--- Source passage ---
-*-*-

Her history of depression was one reason why Wiggins opted to stay in Cleveland, even though — as a top 25 media market — it meant she’d have to work longer behind the camera to get her big break on air. She never envisioned traffic as the on-ramp.
But even as she navigated that rocky first year, WKYC higher-ups saw potential in Wiggins that went far beyond morning traffic. When she was selected by the station’s parent company — then Gannett, now spun off as TEGNA — to join a national retreat designed to brainstorm creative new approaches to local news, she pitched an idea for a segment called Rising. It would tell the stories of individuals who had triumphed over adversity or were helping others to do the same. TEGNA’s vice presidents voted unanimously to fund a pilot of weekly Rising segments.
“They told us, ‘Don’t be afraid to fail. Be crazy,’ ” Wiggins says of her instructions from the parent company. “ ‘If it looks like something we’re already doing, you’re not doing it right.’ ”
The first episode, shot in a short-film style, aired in August and told the story of the Bishop family of Akron, whose toddler was diagnosed with a rare genetic disorder known as spinal muscular atrophy. Other segments have told the stories of DeJuan Kelker, paralyzed by a gunshot during his years as a drug dealer, who now pastors the Burning Bush Church in Akron, and Cleveland Heights native Nathan Mumford, who beat cancer three times before the age of 36 and started the Karen E. Mumford Cancer Foundation in honor of his mother, who died of breast cancer.
Wiggins herself appears on camera only to introduce each piece, but her warm and unassuming personality shines through in the trust that these subjects have put in her to tell their stories.

-*-*-

--- Task statement ---
In the passage about Wiggins, what was the name of the segment she pitched at the national retreat?

-*-*-

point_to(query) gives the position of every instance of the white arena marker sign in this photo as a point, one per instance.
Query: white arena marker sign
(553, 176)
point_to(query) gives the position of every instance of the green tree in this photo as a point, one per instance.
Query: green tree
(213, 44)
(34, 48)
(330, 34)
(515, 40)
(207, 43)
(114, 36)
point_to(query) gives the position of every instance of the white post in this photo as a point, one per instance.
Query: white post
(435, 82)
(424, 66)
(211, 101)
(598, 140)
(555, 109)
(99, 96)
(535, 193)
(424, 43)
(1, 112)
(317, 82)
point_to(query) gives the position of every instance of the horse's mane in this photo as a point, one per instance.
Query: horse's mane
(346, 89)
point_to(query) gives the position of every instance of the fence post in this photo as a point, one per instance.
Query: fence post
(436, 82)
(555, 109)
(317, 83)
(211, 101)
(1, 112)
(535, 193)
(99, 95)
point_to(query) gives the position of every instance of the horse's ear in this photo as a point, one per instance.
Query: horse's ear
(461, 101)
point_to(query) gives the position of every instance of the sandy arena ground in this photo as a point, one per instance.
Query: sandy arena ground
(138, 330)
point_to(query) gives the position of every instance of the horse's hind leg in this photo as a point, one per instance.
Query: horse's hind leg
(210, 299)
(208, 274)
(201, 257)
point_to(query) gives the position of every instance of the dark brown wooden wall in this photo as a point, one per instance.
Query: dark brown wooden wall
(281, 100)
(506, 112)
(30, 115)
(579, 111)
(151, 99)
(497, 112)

-*-*-

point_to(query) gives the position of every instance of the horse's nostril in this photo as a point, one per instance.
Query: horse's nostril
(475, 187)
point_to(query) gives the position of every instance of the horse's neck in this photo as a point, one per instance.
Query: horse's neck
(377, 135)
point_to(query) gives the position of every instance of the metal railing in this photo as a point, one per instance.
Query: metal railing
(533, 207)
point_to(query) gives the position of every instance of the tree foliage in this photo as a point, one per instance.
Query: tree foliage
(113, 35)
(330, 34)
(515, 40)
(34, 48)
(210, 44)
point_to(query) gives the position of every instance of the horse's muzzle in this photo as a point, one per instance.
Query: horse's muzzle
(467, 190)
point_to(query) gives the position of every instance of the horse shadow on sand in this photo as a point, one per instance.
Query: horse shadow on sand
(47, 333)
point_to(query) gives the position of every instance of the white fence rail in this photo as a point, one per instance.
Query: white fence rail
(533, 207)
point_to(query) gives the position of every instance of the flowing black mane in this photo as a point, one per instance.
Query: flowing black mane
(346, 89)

-*-*-

--- Written response ---
Rising